## [EXERCISE INSTRUCTIONS]
Copy out every one of the records below word for word, and leave the pictures out of your copy.

## [DATASET RECORDS]
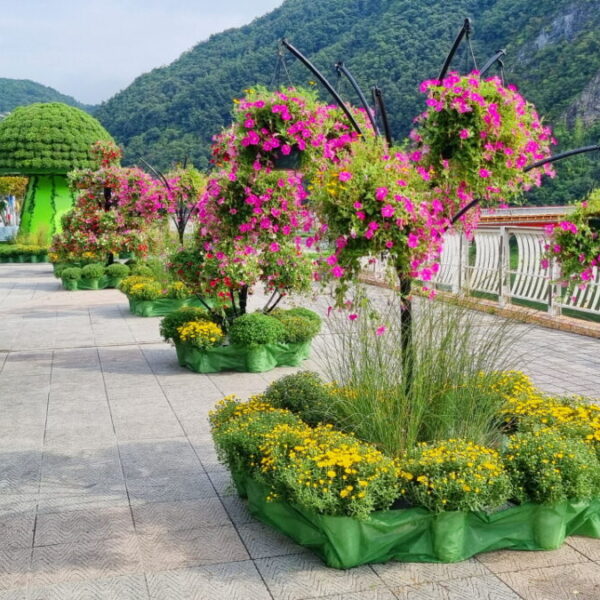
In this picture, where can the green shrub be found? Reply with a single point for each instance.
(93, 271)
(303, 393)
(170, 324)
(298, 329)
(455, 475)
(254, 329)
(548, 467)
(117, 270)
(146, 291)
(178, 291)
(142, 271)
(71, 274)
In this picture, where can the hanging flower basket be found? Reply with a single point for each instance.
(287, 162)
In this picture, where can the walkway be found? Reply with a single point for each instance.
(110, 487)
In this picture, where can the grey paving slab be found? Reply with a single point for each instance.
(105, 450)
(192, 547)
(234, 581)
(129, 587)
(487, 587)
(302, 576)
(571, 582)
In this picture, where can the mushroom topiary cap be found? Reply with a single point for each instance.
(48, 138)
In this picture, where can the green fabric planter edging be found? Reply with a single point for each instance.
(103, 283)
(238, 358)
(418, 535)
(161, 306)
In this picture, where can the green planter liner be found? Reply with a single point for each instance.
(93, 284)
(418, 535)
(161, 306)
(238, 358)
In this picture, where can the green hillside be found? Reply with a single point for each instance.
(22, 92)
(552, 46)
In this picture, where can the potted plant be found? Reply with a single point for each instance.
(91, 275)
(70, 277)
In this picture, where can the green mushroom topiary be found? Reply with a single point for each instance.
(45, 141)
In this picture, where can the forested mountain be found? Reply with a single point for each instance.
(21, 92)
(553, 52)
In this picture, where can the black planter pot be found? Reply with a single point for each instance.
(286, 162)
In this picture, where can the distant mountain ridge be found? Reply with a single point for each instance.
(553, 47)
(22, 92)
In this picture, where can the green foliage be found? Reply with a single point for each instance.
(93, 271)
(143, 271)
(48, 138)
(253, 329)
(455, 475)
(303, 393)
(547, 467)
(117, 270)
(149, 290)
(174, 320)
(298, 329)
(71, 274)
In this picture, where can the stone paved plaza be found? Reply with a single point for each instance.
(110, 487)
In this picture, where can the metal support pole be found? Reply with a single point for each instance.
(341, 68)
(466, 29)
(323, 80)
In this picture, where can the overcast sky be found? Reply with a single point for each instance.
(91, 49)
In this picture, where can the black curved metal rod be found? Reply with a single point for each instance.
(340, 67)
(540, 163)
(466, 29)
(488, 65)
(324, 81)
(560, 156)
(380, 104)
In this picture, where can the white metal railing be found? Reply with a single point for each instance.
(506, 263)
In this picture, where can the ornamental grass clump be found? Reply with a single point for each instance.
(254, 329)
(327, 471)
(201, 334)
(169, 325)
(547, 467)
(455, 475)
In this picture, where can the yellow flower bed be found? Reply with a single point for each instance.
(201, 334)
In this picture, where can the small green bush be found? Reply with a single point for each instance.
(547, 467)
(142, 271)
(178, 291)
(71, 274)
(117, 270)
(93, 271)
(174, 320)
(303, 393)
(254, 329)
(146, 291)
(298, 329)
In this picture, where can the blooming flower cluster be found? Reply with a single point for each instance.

## [THE OUTPUT]
In this picture, where can the green shrub be found? Reply with a single point for each instance.
(93, 271)
(303, 393)
(170, 324)
(298, 329)
(455, 475)
(254, 329)
(548, 467)
(117, 270)
(146, 291)
(178, 291)
(142, 271)
(71, 274)
In this picture, where can the hanging flower basket be found? Reply with a single point for each instance.
(287, 162)
In this picture, where can the walkway be found? Reply with a single point for each instance.
(110, 487)
In this picture, where can the grey paving slab be found? Reply with a single point for each instance.
(105, 450)
(192, 547)
(234, 581)
(129, 587)
(487, 587)
(302, 576)
(571, 582)
In this picture, where can the mushroom topiary cap be found? Reply with a single point for each instance.
(48, 138)
In this picture, where can the green fabric planter edging be found? Reply with a single point for each instance.
(103, 283)
(238, 358)
(418, 535)
(161, 306)
In this picture, where can the green planter liner be found? Reply with a single point for each instance.
(93, 284)
(418, 535)
(161, 306)
(238, 358)
In this picture, where can the green hillside be found? Reply with a single point for each instance.
(22, 92)
(552, 46)
In this picture, where can the potted plant be found? Reply with a single point for each instance.
(91, 275)
(70, 277)
In this picture, where can the green mushroom topiary be found? Reply with a single point for each instance.
(45, 141)
In this picture, where can the forested mountain be found? Reply with a single point for each instance.
(21, 92)
(553, 52)
In this picture, where can the black planter pot be found? Reply with a single point for each instance.
(286, 162)
In this picture, where can the distant mountain ridge be found? Reply with a single point for each instance.
(553, 47)
(22, 92)
In this picture, where can the green foliage be found? Reply with a single point for each instance.
(93, 271)
(143, 271)
(48, 138)
(253, 329)
(455, 475)
(303, 393)
(547, 467)
(117, 270)
(149, 290)
(174, 320)
(298, 329)
(71, 274)
In this picture, where can the stone paved plaza be found? Reply with a single point for each instance.
(110, 487)
In this picture, where can the metal support pole be found? Reply with a single point for each instance.
(341, 68)
(466, 29)
(323, 80)
In this picture, where can the overcast sky be found? Reply with a single point for each instance.
(91, 49)
In this picture, where can the black curved metal rod be found? Reply with a single point for each instance.
(340, 67)
(540, 163)
(466, 29)
(488, 65)
(324, 81)
(560, 156)
(380, 104)
In this picture, where can the white metal railing be found? Reply with a single point for each instance.
(506, 263)
In this picture, where can the ornamental grass clump be found? Reply with a single point for each instance.
(254, 329)
(327, 471)
(201, 334)
(169, 325)
(547, 467)
(455, 475)
In this picture, where can the yellow flower bed be found? Reply with a single point for each instance.
(201, 334)
In this picture, where can the small green bush be found? Reply with a single point for each instance.
(547, 467)
(142, 271)
(178, 291)
(71, 274)
(117, 270)
(93, 271)
(174, 320)
(303, 393)
(254, 329)
(146, 291)
(298, 329)
In this picture, where can the blooming flower cluster be found? Reply with a single point for each instance.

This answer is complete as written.